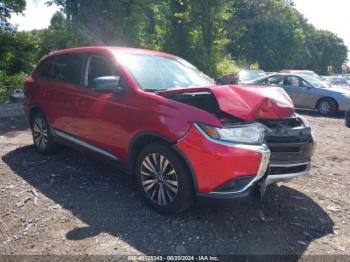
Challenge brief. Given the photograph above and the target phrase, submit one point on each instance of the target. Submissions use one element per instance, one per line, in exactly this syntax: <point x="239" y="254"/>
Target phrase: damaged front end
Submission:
<point x="261" y="140"/>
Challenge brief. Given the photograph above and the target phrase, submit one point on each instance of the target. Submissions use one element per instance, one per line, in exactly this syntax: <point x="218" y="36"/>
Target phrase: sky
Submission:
<point x="331" y="15"/>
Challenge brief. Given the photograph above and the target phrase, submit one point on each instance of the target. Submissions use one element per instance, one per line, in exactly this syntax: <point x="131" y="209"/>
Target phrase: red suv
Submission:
<point x="162" y="120"/>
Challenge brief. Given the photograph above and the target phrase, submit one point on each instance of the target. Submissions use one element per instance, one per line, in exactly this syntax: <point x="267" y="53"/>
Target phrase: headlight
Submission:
<point x="305" y="121"/>
<point x="245" y="134"/>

____

■ Problem requirements ■
What you produce must match the listing word for word, with no images in it.

■ Solution to this problem ■
Challenge brief. Given the photograph above and the target phrase, submit one point on each instance of the target. Submissions use one element per instance, one per line, in exactly this syntax: <point x="239" y="254"/>
Target phrase: damaged front end
Submission:
<point x="261" y="140"/>
Challenge brief. Given the photograph above and the target phrase, submit one point on each instance of the target. Submissions use one element per instance, one per line, in exactly this syntax: <point x="218" y="36"/>
Target phrase: sky
Submission:
<point x="331" y="15"/>
Challenge brief. Given the photograph above and the target phrase, submit one point on each instance of the target. Submissions use one element per instance, one per line, in exactly this syntax: <point x="131" y="209"/>
Target phrase: red suv
Submission:
<point x="162" y="120"/>
Challenge brief. Given the photograph above and the target phrase, submit one point on each instance of the target. Submissions use one element per instance, one per line, in exactly this syntax: <point x="267" y="53"/>
Target phrase: headlight
Submission:
<point x="305" y="121"/>
<point x="245" y="134"/>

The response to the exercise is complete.